▶ WHAT YOU NEED TO DO: Rewrite the part of the holiday home rental tax text starting with "You can deduct your" and going on through "tax assessment notice.", replacing "rental period" with "letting period".

--- DOCUMENT EXCERPT ---

You will be taxed on some of your rental income if you rent out your holiday home. You can choose between a standard tax deduction or an accounting tax deduction (in Danish regnskabsmæssigt fradrag).

Enter your rental income in your tax assessment notice

Enter your rental income in your preliminary income assessment

  • In 2021, the first DKK 11,700 (DKK 11,500 in 2020) are tax exempt per holiday home if you rent it out as a private individual.
  • In 2021, the first DKK 42,700 (DKK 60,000 in 2020) are tax exempt per holiday home if you rent it out via an agency.
  • Rental income in excess of the above amounts are taxed at a rate of 60%.

Your actual expenses are not deductible.

Example of renting out as a private individual
Renting out DKK
Rental income, incl. electricity, heating and water 33,800
Standard deduction -11,700
Income in excess of standard deduction 22,100
Taxable income (60% of DKK 22,100) 13,260

State the taxable income on your tax assessment notice, box 37

You are entitled to a full standard deduction even if you buy or sell your holiday home during the year.

If you choose to make use of the accounting deduction, you will be taxed on your rental income minus the actual expenses. This income is considered income from capital.

Enter your income minus your expenses in box 37 in your tax assessment notice and in field 218 in your preliminary income assessment.

You should keep a record of rental income and expenses that you must be able to present to us upon request. You must have receipts for items you are deducting.

Income:

The rental income is the total amount you receive, including payment for electricity, water and heating, for example.

Expenses:

You are entitled to deduct expenses you incur in the period you rent out your holiday home.

  • Expenses directly related to renting out your holiday home, advertising expenses, for example.
  • Electricity, water, heating, for example.
  • Maintenance expenses and depreciation of fittings and furniture (domestic appliances excepted).
  • You are not entitled to deduct maintenance expenses related to the actual property.

If you use the accounting deduction method, you cannot revert to the standard deduction.

Land tax deduction (property tax)

You can deduct your land tax for the weeks you rent out your holiday home. A year has 52 weeks, so if you rent out your holiday home for four weeks, for example, you can deduct 4/52 of your land tax as an expense.

Property value tax relief

You do not have to pay property value tax for the period you rent out your holiday home. You obtain the relief by entering the rental period in your tax assessment notice.

--- DATA PROVIDED ---

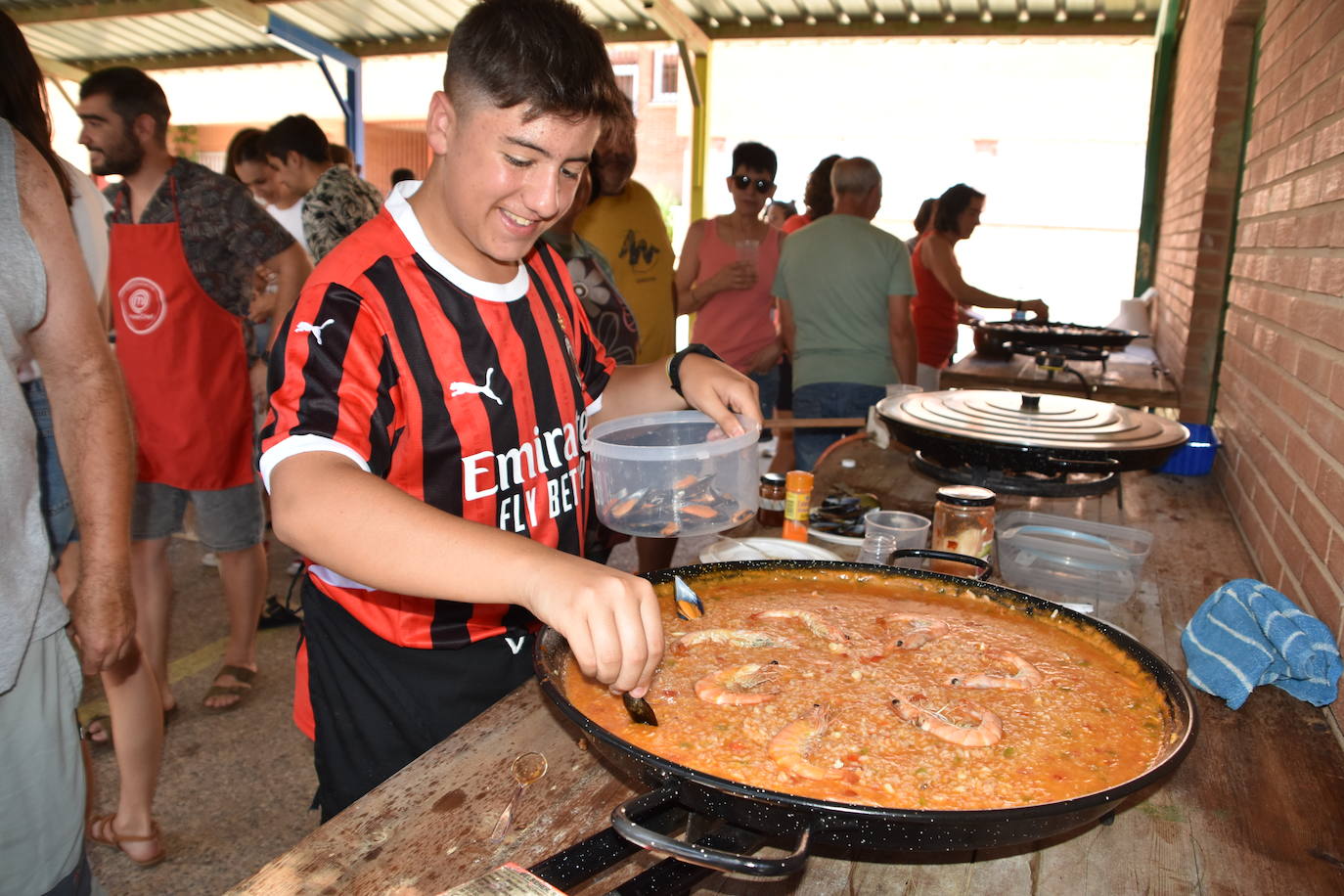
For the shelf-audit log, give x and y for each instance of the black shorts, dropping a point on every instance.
(378, 705)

---

▶ WRITTEN RESPONSE:
You can deduct your land tax for the weeks you rent out your holiday home. A year has 52 weeks, so if you rent out your holiday home for four weeks, for example, you can deduct 4/52 of your land tax as an expense.

Property value tax relief

You do not have to pay property value tax for the period you rent out your holiday home. You obtain the relief by entering the letting period in your tax assessment notice.